**Task description:**
Reproduce every line of the material that follows word for word.

Stored records
━━━━━━

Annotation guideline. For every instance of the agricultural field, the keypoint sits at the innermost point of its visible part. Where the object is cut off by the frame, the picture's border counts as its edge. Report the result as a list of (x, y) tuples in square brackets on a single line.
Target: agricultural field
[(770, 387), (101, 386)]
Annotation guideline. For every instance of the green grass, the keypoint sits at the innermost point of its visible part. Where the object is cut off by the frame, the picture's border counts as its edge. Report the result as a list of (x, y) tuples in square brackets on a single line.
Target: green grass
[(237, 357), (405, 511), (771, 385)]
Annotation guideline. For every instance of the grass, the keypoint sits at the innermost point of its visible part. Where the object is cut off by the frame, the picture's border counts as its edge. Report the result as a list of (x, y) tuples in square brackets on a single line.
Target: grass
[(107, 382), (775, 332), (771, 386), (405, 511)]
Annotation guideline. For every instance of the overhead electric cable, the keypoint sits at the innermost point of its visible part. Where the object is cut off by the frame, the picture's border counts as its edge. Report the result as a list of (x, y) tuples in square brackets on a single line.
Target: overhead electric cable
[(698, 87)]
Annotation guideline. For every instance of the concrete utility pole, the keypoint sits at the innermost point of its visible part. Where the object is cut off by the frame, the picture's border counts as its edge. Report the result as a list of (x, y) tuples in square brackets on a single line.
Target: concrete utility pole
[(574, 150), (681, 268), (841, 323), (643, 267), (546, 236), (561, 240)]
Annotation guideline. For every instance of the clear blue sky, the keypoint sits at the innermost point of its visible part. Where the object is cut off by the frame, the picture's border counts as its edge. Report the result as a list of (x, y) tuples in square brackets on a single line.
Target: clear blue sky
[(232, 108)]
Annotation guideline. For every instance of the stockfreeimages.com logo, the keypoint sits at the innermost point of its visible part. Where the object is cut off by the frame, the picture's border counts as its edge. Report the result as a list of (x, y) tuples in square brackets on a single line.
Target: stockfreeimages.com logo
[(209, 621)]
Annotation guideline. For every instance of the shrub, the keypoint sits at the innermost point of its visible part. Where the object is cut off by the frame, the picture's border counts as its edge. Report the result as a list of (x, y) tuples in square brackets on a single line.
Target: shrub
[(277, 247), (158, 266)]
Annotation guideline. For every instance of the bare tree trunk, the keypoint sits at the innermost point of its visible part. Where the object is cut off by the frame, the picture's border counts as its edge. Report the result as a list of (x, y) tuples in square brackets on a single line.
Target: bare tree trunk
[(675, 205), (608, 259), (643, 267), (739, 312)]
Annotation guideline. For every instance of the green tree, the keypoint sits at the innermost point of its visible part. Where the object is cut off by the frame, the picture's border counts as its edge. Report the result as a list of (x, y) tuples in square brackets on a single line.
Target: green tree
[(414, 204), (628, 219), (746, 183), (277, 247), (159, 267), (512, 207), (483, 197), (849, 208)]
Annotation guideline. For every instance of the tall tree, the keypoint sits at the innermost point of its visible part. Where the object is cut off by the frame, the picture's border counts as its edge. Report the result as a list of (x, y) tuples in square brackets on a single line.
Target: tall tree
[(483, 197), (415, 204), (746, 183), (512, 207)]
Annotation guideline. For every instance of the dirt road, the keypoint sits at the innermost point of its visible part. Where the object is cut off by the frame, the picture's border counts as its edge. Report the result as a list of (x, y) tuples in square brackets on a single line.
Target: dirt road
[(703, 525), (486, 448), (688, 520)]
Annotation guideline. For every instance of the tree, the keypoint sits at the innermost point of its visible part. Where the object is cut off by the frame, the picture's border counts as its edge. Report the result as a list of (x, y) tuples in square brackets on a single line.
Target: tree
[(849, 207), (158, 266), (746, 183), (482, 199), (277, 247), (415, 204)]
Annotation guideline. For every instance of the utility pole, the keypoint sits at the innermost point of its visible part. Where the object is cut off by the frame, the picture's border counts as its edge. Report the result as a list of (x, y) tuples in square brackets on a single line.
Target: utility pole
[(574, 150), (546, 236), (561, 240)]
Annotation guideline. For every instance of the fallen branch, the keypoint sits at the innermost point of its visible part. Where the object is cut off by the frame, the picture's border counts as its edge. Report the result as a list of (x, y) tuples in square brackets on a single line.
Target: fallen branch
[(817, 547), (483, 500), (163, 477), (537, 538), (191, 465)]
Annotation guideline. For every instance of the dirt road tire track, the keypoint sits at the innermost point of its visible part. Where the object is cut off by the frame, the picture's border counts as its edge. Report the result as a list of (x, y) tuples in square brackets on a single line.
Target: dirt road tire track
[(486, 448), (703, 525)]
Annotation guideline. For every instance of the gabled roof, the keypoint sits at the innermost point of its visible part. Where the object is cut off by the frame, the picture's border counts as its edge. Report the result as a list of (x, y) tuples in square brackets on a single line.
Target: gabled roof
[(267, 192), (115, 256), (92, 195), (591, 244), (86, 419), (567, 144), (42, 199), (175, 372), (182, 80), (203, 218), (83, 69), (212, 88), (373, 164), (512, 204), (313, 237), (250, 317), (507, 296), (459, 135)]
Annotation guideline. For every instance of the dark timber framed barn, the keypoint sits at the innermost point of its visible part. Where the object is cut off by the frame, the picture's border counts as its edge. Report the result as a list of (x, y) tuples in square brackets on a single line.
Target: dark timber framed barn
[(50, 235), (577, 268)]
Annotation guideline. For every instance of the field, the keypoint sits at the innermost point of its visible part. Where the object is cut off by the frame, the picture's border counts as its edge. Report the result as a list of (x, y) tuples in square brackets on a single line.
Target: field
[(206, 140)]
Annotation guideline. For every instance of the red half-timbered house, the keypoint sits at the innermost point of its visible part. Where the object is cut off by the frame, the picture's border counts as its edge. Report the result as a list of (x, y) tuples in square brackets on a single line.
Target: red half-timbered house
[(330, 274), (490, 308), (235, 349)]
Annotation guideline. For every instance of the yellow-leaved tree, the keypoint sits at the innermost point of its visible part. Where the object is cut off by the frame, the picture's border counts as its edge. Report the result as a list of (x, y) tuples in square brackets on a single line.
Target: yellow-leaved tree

━━━━━━

**Solved exercise:**
Annotation guideline. For every instance of the agricultural field, the keypoint sits at the innermost point of its visible part. Where the object is cut off by the frame, the picture's border counts as its edge. Report the result as a list of (x, y) tuples in square brackets on a single line.
Target: agricultural field
[(770, 387), (101, 386)]
Annotation guideline. For every instance of the green grass, the keypoint sits at the innermost point of its visible part. Where the object is cut off by the frame, the picture's border counts as its edge. Report the result as a list of (x, y) tuples in square brackets on a single line.
Target: green grass
[(237, 357), (405, 511), (771, 385)]
Annotation guideline. For every instance of the grass, the keypoint sits at the innermost point of its visible part. Where the object is cut off by the frame, the picture's border counts as its edge. Report the result as a list of (x, y) tuples in square brackets on a single line.
Target: grass
[(107, 382), (775, 332), (771, 386), (405, 511)]
Annotation guideline. For every instance of the overhead electric cable, the keypoint sits at the innermost point of its visible part. Where the object is cut off by the frame, the picture's border counts as its edge. Report the result as a list of (x, y) tuples in square brackets on a single line.
Target: overhead electric cable
[(698, 87)]
Annotation guideline. For every instance of the concrete utility pole, the keypoint sits at the innermost point of its visible part. Where the object is cut off by the frame, the picture's border counts as its edge. Report the result as a list of (x, y) tuples in square brackets on a single line.
Target: concrete utility pole
[(574, 150), (681, 268), (841, 323), (643, 267), (546, 236), (561, 240)]
Annotation guideline. For every instance of the clear blue sky, the keypoint sits at the innermost point of its visible part. Where the object is cut off by the frame, the picture's border counts as its edge. Report the result as a list of (x, y) tuples in square brackets on a single line.
Target: clear blue sky
[(232, 108)]
Annotation guideline. For every instance of the stockfreeimages.com logo, the keypoint sits at the innermost point of its visible part. Where the object is cut off by the frame, the picture's border counts as its edge. Report the result as a list of (x, y) tuples in square brackets on a single line.
Target: stockfreeimages.com logo
[(209, 621)]
Annotation guideline. For every instance of the shrub, the keypoint sits at the innermost point of its visible part. Where the object is cut off by the frame, the picture's border counts as its edge. Report the result as a list of (x, y) tuples in square brackets on a single line.
Target: shrub
[(277, 247), (158, 266)]
Annotation guideline. For every instance of the bare tree trunk, the keypoint sits at the innermost point of its visible part. Where the object is cut off by the frame, the picture's border counts as its edge. Report the result as a list of (x, y) tuples in square brackets on a single line.
Target: bare tree trunk
[(675, 205), (608, 259), (643, 267), (739, 312)]
Annotation guideline. For every instance of the green tree, the keypoint sits at the innermost point of its visible part. Where the object is cut off by the frame, the picture's border counts as its edge. Report the result as a list of (x, y) tuples in square brackets on a single line.
Target: green tree
[(414, 204), (628, 219), (746, 183), (277, 247), (159, 267), (512, 207), (483, 197), (849, 208)]
Annotation guideline. For every instance of the tall tree, the keypoint sits at the innermost point of its visible part. Where the object is cut off by the frame, the picture's border counts as its edge. Report the result as a list of (x, y) tuples in square brackets on a single line.
Target: tall tree
[(483, 197), (415, 204), (746, 183), (512, 207)]
Annotation guideline. For every instance of the dirt road, the keypoint sits at the innermost point of its visible part. Where the object is cut off by the frame, the picture's border counts as its edge. Report the result as a list of (x, y) tuples in square brackets on a single line.
Target: dirt road
[(703, 525), (486, 448), (688, 520)]
Annotation guideline. For every instance of the tree, the keypoint sits at the innermost point of its visible part. Where the object is cut off by the frame, the picture's border counts as its edge. Report the result as a list of (x, y) tuples in square brackets on a single line.
Target: tree
[(849, 207), (158, 266), (746, 183), (482, 199), (277, 247), (415, 204)]
Annotation guideline. For every instance of the utility pole, the keypoint sits at the innermost point of its visible part. Where the object is cut off by the frame, the picture's border counts as its edge. Report the result as a list of (x, y) tuples in square brackets on a single line.
Target: utility pole
[(574, 150), (546, 236), (561, 240)]
Annotation guideline. For every instance of the fallen branch, the keypoint sits at the innermost point of its visible part. Where the object is cut off by the frame, the picture's border counts as its edge. Report the result as a list of (x, y) tuples in square brackets on a single line.
Target: fallen branch
[(817, 547), (483, 500), (163, 477), (537, 538), (191, 465)]
Annotation guideline. For every instance of the dirt road tire track, the keypoint sits at the innermost point of its visible part. Where the object is cut off by the frame, the picture's border counts as its edge. Report the result as a list of (x, y) tuples in square brackets on a single line.
Target: dirt road tire track
[(486, 448), (703, 525)]
Annotation guideline. For every instance of the gabled roof, the keypoint sits at the innermost point of its visible part. Where the object is cut off by the frame, the picture's border counts as its edge. Report the result as a list of (x, y) tuples in square brackets on a single line.
Target: gabled roof
[(267, 192), (115, 256), (92, 195), (591, 244), (86, 419), (567, 144), (42, 199), (175, 372), (182, 80), (203, 218), (83, 69), (212, 88), (373, 164), (512, 204), (313, 237), (250, 317), (507, 296), (459, 135)]
Annotation guideline. For every instance of the dark timber framed barn, the keypoint sits at the innermost point of its visible part. Where the object is cut off by the frame, the picture's border counts as its edge. Report the result as a list of (x, y) tuples in square brackets on a single line.
Target: dark timber framed barn
[(50, 235), (577, 268)]
Annotation guideline. For every instance of the field, the keypoint sits at the innermost point of its visible part. Where the object is cut off by the frame, the picture's border counts as its edge. Report the result as a list of (x, y) tuples in square brackets on a single line.
Target: field
[(206, 140)]
Annotation guideline. For every instance of the red half-timbered house, the keypoint sits at the innermost point of its visible part. Where the object is cut off by the frame, the picture's border counts as its edge. Report the result as a list of (x, y) tuples in square brackets on a single line.
Target: red half-timbered house
[(330, 274), (490, 308), (235, 349)]
Annotation guideline. For every instance of the yellow-leaved tree, the keypoint sits at the innermost point of its visible part. Where the object is cut off by the frame, the picture's border counts as its edge. Report the result as a list of (x, y) tuples in square brackets on a single line.
Target: yellow-leaved tree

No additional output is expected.